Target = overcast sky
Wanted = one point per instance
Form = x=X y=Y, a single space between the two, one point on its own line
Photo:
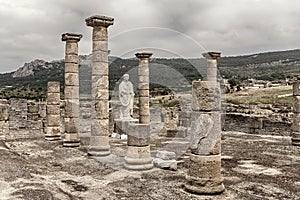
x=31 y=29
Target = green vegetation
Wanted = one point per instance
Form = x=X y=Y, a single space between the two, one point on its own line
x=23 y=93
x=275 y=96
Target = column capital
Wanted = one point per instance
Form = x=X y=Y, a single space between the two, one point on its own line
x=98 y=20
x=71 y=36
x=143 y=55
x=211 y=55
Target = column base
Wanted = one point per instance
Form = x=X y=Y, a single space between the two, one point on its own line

:::::

**Work required**
Output only the lines from the start of the data through the line that holds "Target = column capital". Keep them exact and leave the pictures out.

**Exercise result**
Target = overcast sky
Wanted = one point per instance
Form = x=X y=Y, a single space between the two, one point on its own line
Photo:
x=31 y=29
Target = green vegetation
Wanted = one point per instance
Form = x=X y=Y, a single space between the two, one point on its own line
x=23 y=93
x=275 y=96
Target = column capital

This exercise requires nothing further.